_What this task involves_
Report each line in the items below that contains the word "table", copying every such line in full.
——
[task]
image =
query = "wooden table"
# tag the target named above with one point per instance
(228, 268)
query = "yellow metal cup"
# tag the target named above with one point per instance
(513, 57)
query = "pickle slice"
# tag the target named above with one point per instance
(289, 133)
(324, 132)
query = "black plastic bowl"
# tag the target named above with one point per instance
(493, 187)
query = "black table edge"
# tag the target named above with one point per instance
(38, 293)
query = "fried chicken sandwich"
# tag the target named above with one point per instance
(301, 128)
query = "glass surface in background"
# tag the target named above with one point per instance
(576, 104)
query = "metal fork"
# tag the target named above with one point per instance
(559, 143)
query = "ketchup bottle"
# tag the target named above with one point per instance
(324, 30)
——
_Answer below_
query = "wooden table"
query = "black table edge"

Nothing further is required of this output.